→ **Excerpt to read**:
__________________________________________________

“We must end acts of thoughtless brutality on swans – it’s time for tighter legislation on catapults”

LAWS on the sale and possession of catapults must be tightened to drive down crime, Surrey’s Deputy Commissioner has said, following a spate of attacks on swans in the county.

Ellie Vesey-Thompson visited Shepperton Swan Sanctuary last week after seven birds were shot dead in just six weeks.

She spoke with sanctuary volunteer Danni Rogers, who has started a petition calling for the sale of catapults and ammunition to be made illegal.

In the first fortnight of 2024, five swans were killed in and around Surrey. A further two died, and four were seriously injured, in attacks since January 27.

The birds were targeted in Godstone, Staines, Reigate and Woking in Surrey, as well as in Odiham in Hampshire.

The number of attacks so far this year has already surpassed the total recorded throughout the whole 12 months of 2023, during which the rescue was called to a total of seven attacks on wild birds.

__________________________________________________

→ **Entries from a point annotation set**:
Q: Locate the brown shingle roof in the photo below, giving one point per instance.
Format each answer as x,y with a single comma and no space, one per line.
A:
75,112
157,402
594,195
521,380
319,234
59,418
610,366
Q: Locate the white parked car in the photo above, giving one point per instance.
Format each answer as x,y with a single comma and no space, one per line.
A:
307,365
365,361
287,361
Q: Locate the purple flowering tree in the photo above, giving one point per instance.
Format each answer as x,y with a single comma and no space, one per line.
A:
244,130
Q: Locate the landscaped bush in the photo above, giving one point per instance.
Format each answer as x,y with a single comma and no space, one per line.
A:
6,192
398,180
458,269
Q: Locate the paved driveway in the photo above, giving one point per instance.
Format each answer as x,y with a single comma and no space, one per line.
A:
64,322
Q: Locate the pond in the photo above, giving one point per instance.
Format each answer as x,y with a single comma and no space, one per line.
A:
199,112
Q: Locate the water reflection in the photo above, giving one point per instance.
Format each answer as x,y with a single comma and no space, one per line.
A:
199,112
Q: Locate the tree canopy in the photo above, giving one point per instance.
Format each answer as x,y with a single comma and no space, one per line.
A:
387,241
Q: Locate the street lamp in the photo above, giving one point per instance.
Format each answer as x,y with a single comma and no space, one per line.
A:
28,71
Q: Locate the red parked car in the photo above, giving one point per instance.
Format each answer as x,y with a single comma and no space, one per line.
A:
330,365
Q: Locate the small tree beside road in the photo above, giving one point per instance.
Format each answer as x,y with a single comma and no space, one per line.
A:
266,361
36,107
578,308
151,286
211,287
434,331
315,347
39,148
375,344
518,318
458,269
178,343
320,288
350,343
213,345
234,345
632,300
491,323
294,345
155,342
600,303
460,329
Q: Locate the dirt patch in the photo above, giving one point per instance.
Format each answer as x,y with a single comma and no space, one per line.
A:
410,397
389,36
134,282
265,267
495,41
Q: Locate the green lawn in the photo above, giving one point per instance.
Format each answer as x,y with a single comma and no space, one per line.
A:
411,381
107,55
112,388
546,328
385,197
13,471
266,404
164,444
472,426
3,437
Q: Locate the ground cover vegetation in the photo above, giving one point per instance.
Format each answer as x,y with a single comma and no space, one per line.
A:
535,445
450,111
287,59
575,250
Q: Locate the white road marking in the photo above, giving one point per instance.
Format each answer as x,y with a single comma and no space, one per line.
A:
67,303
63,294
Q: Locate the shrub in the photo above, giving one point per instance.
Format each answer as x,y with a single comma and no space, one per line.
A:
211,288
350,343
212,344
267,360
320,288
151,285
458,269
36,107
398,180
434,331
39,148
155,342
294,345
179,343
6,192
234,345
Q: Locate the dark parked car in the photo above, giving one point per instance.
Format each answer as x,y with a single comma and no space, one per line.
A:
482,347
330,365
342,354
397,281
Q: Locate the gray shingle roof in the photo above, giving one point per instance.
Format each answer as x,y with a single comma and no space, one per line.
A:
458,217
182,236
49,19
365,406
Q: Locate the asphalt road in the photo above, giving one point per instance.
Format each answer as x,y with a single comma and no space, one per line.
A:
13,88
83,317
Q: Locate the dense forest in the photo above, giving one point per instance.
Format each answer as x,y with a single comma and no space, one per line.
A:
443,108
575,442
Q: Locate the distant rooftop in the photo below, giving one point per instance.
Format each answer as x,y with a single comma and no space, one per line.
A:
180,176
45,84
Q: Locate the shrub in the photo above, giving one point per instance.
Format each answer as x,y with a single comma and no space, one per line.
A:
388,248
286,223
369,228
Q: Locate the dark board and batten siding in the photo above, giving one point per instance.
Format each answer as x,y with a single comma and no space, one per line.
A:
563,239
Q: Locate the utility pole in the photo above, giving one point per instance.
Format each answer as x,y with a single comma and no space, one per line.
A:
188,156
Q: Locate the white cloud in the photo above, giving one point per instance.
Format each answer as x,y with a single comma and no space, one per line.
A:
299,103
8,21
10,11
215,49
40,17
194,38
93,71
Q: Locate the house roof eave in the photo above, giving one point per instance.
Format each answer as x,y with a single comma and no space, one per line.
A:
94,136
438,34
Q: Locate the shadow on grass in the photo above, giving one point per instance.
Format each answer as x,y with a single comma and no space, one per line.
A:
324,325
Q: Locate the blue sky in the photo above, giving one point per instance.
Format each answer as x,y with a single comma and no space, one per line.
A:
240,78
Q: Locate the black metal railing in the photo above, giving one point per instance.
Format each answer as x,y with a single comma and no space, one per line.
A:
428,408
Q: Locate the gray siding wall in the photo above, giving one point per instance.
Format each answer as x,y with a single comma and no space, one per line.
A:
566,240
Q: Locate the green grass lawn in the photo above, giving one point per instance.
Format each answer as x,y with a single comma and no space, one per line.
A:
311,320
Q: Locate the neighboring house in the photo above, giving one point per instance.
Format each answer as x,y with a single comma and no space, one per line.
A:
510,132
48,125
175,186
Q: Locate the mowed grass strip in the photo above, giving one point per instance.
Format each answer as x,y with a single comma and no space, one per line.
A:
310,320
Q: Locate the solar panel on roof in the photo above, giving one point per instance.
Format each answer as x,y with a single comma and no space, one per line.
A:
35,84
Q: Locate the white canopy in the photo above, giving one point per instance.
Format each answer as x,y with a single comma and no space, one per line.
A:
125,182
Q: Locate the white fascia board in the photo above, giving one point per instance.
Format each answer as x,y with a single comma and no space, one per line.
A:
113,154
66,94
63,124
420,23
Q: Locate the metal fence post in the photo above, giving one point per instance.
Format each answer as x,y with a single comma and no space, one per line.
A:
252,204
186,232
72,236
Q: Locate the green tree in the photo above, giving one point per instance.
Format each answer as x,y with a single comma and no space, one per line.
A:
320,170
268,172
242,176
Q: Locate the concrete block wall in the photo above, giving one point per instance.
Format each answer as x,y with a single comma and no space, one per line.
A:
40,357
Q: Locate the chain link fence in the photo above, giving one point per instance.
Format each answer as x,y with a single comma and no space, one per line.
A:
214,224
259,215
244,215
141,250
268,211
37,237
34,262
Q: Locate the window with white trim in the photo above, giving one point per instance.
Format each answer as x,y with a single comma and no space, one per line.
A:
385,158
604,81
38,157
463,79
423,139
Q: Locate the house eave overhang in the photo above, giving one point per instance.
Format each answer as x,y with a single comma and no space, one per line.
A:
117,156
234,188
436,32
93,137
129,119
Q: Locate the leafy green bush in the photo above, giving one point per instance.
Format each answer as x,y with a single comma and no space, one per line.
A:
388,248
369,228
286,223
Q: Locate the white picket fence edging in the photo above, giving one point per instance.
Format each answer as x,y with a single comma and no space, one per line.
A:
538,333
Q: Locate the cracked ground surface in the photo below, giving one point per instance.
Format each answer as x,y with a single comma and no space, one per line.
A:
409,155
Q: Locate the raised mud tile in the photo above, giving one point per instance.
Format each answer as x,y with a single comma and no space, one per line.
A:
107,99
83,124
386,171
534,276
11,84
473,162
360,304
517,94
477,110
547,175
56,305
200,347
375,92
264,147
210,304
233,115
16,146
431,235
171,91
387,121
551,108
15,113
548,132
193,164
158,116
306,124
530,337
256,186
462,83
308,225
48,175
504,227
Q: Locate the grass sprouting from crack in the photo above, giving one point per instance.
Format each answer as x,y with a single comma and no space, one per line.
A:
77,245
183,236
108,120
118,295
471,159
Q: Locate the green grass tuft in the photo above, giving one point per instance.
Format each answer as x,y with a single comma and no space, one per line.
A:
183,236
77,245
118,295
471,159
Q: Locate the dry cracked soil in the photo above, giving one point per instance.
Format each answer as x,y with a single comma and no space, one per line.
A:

__________________________________________________

→ **Goal of the exercise**:
Echo the swan attacks article from "Ellie Vesey-Thompson visited" to "Odiham in Hampshire.", keeping every word unchanged. This listing isn't needed for anything here.

→ **Output for this exercise**:
Ellie Vesey-Thompson visited Shepperton Swan Sanctuary last week after seven birds were shot dead in just six weeks.

She spoke with sanctuary volunteer Danni Rogers, who has started a petition calling for the sale of catapults and ammunition to be made illegal.

In the first fortnight of 2024, five swans were killed in and around Surrey. A further two died, and four were seriously injured, in attacks since January 27.

The birds were targeted in Godstone, Staines, Reigate and Woking in Surrey, as well as in Odiham in Hampshire.